[GIVEN PASSAGE]
Python Pandas: How to Select DataFrame Columns Starting With a Specific String
When working with Pandas DataFrames, especially those with many columns or dynamically generated names, you often need to select a subset of columns based on a naming pattern. A common requirement is to select all columns whose names begin with a particular prefix or string.
This guide explains several effective methods to select Pandas DataFrame columns that start with a given string, using list comprehensions, Index.str.startswith()
, and DataFrame.filter(regex=...)
.
The Goal: Selecting Columns by Prefix
Given a Pandas DataFrame, we want to create a new DataFrame (or a view) that contains only those columns whose names (headers) begin with a specified string pattern. For example, selecting all columns that start with "Sales_" or "User_".
Example DataFrame
import pandas as pd
data = {
'CustomerID': [101, 102, 103, 104],
'CustomerName': ['Alice WidgetCorp', 'Bob Solutions Ltd', 'Charlie Innovations', 'Diana Services Inc'],
'Region': ['North', 'South', 'North', 'West'],
'Sales_Q1': [1500, 2200, 1800, 2500],
'Sales_Q2': [1700, 2000, 1900, 2800],
'Support_Tickets': [2, 1, 3, 1],
'sales_rep': ['John', 'Jane', 'Mike', 'Anna'] # Lowercase 'sales'
}
df = pd.DataFrame(data)
print("Original DataFrame:")
print(df)

[TO DO]
(1) Write out the section of the pandas guide that opens with the words containing "This guide explains" and closes with "list comprehensions, Index.str.startswith()".
(2) In the pandas guide's example DataFrame, which column name begins with a lowercase "sales"?
(3) According to the pandas guide, why do you often need to select DataFrame columns by a naming pattern? Answer in one to three sentences.
The lines after this come from a separate source.

[DATA PROVIDED]
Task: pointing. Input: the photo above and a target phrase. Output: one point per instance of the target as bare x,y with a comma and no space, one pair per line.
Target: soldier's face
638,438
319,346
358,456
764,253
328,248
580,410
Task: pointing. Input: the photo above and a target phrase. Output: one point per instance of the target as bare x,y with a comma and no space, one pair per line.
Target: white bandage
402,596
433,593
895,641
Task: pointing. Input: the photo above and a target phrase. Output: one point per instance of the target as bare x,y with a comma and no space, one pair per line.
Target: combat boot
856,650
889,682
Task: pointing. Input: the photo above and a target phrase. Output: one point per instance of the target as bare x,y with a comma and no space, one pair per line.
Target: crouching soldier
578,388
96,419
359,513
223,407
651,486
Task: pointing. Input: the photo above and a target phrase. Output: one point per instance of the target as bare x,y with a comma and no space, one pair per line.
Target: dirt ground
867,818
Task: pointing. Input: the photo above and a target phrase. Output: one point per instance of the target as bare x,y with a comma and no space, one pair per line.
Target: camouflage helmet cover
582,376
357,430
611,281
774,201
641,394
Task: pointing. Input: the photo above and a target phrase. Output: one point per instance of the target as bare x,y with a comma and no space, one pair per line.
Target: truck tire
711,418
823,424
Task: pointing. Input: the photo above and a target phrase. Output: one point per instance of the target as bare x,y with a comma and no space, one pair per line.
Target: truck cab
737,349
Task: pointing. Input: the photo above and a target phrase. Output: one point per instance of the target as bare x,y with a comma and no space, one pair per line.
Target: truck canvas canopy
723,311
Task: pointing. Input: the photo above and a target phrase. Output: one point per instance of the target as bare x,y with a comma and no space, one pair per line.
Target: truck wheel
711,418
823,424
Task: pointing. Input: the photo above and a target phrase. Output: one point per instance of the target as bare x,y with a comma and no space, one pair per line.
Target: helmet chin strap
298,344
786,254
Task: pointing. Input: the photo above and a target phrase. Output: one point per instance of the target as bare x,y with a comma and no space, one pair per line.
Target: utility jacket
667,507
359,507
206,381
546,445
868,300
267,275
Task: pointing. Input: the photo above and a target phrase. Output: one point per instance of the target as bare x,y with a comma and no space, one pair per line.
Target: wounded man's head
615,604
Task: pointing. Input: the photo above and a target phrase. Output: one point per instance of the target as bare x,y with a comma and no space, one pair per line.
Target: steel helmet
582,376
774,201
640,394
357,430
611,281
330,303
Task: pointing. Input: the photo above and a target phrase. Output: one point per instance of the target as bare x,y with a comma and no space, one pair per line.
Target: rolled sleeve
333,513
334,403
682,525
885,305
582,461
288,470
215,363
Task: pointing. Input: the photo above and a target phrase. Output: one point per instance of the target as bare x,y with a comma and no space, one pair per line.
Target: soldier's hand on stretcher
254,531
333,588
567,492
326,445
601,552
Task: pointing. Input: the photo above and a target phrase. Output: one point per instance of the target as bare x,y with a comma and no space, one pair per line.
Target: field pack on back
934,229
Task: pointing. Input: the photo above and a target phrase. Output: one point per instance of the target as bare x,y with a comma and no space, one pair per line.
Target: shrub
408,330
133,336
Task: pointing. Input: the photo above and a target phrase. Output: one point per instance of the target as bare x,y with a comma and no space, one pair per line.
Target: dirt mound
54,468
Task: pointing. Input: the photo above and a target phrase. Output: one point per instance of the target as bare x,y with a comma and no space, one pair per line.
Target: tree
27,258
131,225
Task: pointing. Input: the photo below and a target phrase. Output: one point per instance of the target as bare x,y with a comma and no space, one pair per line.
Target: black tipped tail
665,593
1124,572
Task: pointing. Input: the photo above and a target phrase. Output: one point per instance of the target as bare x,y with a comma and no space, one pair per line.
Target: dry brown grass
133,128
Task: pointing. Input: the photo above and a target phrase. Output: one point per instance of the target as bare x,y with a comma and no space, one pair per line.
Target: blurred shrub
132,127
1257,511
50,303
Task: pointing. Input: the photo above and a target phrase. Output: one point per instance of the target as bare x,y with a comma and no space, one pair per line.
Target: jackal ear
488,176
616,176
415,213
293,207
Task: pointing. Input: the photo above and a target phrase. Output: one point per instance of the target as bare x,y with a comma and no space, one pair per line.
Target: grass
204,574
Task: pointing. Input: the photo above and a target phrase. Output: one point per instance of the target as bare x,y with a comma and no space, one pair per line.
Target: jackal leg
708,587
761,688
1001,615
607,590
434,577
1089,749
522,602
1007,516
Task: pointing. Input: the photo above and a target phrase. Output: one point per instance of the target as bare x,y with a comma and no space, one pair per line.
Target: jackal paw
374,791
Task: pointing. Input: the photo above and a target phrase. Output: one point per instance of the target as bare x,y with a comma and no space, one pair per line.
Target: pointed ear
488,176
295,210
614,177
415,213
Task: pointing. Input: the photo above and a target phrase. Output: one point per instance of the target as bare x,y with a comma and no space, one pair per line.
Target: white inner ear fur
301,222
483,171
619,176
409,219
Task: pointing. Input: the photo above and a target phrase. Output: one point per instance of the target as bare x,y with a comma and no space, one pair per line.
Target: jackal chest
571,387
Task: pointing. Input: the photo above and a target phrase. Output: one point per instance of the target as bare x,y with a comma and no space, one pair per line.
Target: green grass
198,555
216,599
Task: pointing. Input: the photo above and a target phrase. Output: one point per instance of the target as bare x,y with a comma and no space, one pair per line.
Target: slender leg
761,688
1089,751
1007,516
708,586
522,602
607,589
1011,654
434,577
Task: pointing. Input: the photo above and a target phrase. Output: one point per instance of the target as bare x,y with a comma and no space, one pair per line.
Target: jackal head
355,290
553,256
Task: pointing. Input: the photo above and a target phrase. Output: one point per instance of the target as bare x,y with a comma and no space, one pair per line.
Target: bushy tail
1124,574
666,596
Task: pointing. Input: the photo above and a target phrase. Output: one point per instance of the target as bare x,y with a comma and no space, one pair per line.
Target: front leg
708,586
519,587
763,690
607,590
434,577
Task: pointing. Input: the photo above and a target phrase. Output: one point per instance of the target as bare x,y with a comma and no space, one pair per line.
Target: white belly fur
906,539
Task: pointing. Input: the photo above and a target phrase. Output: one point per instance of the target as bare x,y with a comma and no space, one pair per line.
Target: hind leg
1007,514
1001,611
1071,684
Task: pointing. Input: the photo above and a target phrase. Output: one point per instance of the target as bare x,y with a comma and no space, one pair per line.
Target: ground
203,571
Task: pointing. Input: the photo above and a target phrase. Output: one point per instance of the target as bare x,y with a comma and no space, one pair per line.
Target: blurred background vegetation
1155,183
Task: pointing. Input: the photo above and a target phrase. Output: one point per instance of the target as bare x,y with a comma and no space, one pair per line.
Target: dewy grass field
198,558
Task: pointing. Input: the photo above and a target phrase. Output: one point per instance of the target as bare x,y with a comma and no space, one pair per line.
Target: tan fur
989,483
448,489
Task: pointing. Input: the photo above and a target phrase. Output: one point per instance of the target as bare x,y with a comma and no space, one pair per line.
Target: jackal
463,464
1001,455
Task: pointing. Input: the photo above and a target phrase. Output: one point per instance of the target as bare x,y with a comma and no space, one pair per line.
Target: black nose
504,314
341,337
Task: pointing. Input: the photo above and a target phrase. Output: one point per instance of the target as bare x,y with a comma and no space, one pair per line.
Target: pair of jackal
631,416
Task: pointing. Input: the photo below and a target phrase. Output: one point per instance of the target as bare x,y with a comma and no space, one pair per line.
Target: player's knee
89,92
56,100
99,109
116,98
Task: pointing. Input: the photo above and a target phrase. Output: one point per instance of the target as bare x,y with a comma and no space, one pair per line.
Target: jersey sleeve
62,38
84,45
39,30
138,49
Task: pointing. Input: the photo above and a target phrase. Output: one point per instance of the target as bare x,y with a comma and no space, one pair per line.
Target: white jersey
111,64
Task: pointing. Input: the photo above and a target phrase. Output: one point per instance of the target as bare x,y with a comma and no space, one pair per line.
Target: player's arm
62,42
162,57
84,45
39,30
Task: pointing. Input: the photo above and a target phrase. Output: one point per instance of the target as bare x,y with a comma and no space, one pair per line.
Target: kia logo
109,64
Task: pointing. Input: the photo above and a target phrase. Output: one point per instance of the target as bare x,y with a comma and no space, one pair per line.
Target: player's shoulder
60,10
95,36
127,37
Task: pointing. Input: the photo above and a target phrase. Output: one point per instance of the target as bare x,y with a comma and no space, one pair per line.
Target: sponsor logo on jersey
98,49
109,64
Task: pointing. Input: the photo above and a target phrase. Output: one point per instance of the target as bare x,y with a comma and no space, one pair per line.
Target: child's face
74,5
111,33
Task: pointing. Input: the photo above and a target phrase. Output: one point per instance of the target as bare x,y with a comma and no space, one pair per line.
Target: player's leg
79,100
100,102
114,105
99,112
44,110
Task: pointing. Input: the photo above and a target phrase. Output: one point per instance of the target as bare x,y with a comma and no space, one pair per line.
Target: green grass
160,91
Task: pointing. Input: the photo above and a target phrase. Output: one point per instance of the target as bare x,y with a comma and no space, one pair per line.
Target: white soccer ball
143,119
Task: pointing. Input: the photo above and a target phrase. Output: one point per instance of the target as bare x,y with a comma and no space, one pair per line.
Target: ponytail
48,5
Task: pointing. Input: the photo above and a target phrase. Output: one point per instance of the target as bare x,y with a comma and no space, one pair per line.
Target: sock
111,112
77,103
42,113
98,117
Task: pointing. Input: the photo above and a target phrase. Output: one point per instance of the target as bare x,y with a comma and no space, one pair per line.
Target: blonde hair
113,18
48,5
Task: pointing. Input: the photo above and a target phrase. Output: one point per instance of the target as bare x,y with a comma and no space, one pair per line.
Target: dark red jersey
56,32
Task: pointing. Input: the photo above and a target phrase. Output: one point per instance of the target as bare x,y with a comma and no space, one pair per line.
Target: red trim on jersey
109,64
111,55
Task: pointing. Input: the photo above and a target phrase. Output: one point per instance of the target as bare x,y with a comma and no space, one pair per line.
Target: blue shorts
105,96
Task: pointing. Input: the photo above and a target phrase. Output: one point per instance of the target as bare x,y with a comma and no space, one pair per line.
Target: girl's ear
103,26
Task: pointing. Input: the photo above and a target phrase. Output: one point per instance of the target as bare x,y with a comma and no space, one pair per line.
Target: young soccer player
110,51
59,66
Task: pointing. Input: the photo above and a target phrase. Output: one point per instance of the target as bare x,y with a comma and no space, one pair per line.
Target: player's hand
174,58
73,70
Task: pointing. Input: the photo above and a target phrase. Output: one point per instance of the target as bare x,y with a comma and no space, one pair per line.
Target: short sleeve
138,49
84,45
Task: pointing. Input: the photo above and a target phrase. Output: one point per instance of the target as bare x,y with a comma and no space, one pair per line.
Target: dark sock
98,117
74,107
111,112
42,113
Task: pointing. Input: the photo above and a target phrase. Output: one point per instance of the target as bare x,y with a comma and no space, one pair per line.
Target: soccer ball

[RESULTS FOR EACH TASK]
(1)
This guide explains several effective methods to select Pandas DataFrame columns that start with a given string, using list comprehensions, Index.str.startswith()

(2) sales_rep

(3) Pandas DataFrames, especially those with many columns or dynamically generated names, often require you to select a subset of columns based on a naming pattern. A common case is selecting every column whose name begins with a particular prefix or string.